━━ The input

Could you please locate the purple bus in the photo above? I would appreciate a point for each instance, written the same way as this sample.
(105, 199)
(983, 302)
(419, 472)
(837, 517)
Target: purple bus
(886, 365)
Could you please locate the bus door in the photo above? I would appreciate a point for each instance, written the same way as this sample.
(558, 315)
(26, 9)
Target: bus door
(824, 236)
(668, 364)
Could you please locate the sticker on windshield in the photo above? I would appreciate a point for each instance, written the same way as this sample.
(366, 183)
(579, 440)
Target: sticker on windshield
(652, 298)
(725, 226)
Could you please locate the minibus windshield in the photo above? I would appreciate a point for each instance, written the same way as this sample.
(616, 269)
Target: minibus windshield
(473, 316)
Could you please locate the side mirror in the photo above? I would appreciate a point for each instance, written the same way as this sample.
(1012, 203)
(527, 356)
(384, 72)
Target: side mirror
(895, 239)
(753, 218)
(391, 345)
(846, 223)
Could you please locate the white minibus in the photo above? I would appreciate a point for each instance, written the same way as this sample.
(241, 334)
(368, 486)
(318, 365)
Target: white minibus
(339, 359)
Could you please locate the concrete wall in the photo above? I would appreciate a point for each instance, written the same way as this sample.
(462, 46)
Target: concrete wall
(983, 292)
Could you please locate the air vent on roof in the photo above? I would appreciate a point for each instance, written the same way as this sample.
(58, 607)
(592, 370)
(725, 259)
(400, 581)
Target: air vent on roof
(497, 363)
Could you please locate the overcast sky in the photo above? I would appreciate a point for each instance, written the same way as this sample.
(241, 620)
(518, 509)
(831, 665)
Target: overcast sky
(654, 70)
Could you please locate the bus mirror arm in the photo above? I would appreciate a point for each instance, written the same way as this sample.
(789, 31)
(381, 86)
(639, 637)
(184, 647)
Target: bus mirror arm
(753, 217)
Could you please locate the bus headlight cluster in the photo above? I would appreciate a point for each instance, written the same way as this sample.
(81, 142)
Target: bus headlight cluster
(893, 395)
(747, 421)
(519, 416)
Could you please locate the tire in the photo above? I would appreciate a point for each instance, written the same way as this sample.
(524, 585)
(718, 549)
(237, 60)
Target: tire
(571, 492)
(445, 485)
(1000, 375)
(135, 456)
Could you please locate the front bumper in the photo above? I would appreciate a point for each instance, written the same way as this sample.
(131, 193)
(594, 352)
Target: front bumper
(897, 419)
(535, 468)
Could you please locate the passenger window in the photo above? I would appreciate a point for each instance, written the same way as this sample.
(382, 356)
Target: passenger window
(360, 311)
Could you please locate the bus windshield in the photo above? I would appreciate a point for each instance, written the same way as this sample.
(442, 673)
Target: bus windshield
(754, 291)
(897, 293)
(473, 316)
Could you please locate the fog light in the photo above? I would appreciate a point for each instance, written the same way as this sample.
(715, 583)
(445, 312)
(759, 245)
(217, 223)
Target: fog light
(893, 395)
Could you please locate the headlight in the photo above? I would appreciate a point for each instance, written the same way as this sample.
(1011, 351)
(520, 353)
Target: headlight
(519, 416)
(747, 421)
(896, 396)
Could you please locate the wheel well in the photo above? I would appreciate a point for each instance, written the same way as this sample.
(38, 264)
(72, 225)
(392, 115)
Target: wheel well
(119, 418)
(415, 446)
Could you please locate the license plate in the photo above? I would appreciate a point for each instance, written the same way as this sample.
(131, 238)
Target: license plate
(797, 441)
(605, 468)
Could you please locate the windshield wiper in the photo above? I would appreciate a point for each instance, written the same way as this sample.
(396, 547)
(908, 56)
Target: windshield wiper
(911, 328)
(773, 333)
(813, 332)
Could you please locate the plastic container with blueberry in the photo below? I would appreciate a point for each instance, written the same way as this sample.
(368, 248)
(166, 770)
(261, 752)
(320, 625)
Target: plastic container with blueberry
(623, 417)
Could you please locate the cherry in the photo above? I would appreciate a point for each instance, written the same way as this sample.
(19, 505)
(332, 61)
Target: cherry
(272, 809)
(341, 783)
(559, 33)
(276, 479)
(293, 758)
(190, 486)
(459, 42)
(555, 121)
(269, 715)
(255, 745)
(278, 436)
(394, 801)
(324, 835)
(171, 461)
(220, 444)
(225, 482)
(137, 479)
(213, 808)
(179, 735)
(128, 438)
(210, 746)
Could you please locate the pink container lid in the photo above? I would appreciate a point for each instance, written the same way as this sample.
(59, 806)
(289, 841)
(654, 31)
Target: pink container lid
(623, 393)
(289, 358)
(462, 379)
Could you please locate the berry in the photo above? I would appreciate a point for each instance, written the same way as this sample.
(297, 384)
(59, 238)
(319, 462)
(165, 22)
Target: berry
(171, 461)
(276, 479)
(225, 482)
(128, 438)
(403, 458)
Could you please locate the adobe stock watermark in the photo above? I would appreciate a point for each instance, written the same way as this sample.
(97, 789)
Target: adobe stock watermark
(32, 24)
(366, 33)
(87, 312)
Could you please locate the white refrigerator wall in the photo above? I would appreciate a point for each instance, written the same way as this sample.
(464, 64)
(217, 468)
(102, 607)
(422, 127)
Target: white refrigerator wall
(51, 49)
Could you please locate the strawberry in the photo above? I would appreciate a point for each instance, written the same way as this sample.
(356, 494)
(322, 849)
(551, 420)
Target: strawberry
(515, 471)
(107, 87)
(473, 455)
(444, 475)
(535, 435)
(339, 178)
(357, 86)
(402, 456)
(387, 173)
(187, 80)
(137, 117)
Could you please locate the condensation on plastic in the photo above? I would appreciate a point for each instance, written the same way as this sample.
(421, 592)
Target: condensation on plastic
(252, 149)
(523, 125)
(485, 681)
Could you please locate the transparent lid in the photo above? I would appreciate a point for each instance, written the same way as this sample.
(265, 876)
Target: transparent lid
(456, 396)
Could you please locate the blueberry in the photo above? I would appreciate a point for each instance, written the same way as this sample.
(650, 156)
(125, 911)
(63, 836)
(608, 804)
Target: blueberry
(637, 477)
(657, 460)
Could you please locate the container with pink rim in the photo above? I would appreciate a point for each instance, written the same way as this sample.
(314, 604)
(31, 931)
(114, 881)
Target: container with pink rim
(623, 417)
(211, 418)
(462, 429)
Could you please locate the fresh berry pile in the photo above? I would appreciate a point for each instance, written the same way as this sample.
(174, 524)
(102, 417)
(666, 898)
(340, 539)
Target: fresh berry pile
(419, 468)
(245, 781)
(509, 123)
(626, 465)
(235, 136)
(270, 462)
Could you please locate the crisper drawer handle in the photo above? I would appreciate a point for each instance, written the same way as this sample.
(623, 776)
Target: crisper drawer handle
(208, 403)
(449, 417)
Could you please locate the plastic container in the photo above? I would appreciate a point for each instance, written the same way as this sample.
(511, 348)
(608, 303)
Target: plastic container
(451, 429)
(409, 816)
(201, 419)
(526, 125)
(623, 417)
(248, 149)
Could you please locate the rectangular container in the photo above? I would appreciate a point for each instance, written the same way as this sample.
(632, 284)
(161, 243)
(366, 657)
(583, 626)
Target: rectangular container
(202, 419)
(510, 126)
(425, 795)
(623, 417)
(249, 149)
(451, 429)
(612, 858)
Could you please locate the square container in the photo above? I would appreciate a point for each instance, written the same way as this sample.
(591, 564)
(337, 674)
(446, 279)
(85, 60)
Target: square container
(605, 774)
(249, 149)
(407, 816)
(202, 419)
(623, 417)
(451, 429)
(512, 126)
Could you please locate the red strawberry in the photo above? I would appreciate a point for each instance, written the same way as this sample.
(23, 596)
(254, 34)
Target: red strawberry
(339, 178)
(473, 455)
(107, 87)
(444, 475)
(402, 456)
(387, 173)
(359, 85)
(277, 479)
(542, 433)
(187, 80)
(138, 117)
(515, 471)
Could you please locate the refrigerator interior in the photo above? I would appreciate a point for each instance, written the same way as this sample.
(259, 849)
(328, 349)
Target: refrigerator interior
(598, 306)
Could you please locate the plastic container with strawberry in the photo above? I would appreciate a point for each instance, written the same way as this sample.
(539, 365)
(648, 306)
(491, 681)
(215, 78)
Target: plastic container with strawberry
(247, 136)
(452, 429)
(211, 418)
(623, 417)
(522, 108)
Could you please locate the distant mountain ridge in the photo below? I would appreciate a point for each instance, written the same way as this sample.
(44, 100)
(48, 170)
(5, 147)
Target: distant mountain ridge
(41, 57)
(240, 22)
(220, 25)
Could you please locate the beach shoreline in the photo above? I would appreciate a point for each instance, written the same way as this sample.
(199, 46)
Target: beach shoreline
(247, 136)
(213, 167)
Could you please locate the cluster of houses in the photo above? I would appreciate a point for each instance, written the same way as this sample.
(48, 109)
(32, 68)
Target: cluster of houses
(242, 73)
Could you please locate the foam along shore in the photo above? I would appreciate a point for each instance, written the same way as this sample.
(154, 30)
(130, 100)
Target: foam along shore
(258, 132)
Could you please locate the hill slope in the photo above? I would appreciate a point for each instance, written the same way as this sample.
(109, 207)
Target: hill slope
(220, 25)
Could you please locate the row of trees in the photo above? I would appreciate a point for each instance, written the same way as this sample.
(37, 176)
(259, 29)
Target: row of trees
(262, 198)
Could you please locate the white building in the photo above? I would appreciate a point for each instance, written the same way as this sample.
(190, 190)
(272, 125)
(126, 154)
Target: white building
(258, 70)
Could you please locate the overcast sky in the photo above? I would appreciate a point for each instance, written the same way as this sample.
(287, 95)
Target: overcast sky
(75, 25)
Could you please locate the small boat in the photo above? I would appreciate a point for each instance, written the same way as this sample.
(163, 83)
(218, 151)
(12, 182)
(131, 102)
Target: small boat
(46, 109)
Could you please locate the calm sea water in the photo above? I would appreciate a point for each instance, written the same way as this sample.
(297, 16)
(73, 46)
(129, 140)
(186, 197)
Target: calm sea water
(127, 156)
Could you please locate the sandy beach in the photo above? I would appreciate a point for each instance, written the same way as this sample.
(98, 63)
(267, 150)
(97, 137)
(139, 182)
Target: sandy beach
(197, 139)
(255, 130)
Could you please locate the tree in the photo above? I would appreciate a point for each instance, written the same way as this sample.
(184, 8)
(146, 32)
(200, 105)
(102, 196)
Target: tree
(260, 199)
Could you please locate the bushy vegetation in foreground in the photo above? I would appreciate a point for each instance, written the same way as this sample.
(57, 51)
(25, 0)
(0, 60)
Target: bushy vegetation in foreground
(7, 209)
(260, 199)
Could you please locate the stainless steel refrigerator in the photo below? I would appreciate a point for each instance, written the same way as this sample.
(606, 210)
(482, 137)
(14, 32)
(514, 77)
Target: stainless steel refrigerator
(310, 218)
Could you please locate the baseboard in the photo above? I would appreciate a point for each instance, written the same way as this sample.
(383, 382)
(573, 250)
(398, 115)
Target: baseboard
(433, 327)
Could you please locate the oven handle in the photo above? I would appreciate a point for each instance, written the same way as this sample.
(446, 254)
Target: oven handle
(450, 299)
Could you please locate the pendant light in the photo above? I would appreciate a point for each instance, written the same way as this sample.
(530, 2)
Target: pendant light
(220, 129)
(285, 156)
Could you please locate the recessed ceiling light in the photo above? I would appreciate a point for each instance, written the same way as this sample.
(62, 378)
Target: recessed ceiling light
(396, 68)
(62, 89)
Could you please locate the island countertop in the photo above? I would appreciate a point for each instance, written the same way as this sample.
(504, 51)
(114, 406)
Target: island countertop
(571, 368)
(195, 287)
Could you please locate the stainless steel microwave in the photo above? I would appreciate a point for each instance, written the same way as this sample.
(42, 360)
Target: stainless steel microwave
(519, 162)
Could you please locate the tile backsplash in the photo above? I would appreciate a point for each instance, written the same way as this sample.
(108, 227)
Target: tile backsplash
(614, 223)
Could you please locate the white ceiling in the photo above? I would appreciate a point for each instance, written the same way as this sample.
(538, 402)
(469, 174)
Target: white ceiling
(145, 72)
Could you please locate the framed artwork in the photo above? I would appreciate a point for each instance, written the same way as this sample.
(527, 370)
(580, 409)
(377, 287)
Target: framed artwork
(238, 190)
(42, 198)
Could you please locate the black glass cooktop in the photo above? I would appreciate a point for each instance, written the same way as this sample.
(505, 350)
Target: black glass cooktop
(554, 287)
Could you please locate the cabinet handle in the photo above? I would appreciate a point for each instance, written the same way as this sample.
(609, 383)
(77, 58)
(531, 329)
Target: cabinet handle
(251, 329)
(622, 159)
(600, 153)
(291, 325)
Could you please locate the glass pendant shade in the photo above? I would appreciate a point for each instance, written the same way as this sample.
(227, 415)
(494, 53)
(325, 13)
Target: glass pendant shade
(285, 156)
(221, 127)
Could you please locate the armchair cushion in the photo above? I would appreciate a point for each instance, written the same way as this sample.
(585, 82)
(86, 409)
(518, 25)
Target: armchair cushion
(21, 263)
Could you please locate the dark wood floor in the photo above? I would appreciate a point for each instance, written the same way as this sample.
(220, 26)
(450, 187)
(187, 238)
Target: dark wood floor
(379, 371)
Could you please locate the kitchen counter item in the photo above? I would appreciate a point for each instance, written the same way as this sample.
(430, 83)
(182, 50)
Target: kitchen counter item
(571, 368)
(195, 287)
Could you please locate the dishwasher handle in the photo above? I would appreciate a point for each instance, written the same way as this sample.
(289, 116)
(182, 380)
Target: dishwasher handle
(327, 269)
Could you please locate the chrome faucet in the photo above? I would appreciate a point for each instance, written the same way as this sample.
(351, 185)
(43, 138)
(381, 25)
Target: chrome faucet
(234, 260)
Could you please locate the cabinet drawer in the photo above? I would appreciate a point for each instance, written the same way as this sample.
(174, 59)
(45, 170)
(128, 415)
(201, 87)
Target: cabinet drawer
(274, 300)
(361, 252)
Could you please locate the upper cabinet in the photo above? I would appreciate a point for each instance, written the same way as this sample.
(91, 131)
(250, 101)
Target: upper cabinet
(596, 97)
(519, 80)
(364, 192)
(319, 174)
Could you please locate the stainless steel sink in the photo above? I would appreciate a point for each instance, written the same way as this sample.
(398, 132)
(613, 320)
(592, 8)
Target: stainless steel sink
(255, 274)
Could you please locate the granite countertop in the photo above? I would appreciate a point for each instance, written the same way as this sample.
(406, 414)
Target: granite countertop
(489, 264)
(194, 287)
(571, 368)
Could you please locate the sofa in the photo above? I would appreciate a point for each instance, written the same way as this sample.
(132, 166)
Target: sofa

━━━━

▶ [Given request]: Starting at the line that contains "Could you please locate the chrome", copy each line exactly through the end of the listing above. Include that first line and the last one, and add nothing.

▶ [The response]:
Could you please locate the chrome faucet in the photo above? I would appreciate a point for each instance, written the same way as this sample.
(351, 185)
(43, 138)
(381, 25)
Target: chrome faucet
(234, 260)
Could you please locate the cabinet drawer in the photo above? I would appreciate a point for each instance, written the same way as this sample.
(174, 59)
(45, 170)
(128, 415)
(201, 87)
Target: cabinet drawer
(274, 300)
(361, 252)
Could you please locate the upper cabinet in the photo above? I would appreciate a point for each instance, written the same way as this sample.
(91, 131)
(250, 101)
Target: upper cabinet
(596, 97)
(519, 80)
(364, 192)
(319, 174)
Could you please locate the stainless steel sink in the photo above? I would appreciate a point for each instance, written the same way as this sample.
(398, 132)
(613, 320)
(592, 8)
Target: stainless steel sink
(255, 274)
Could you please locate the granite countertop in the photo above? I would appreciate a point for each instance, written the same way as this sample.
(406, 414)
Target: granite countertop
(489, 264)
(194, 287)
(571, 368)
Could you please locate the sofa in the photo above? I would appreciate a point for each instance, written the same way as this sample.
(132, 166)
Target: sofa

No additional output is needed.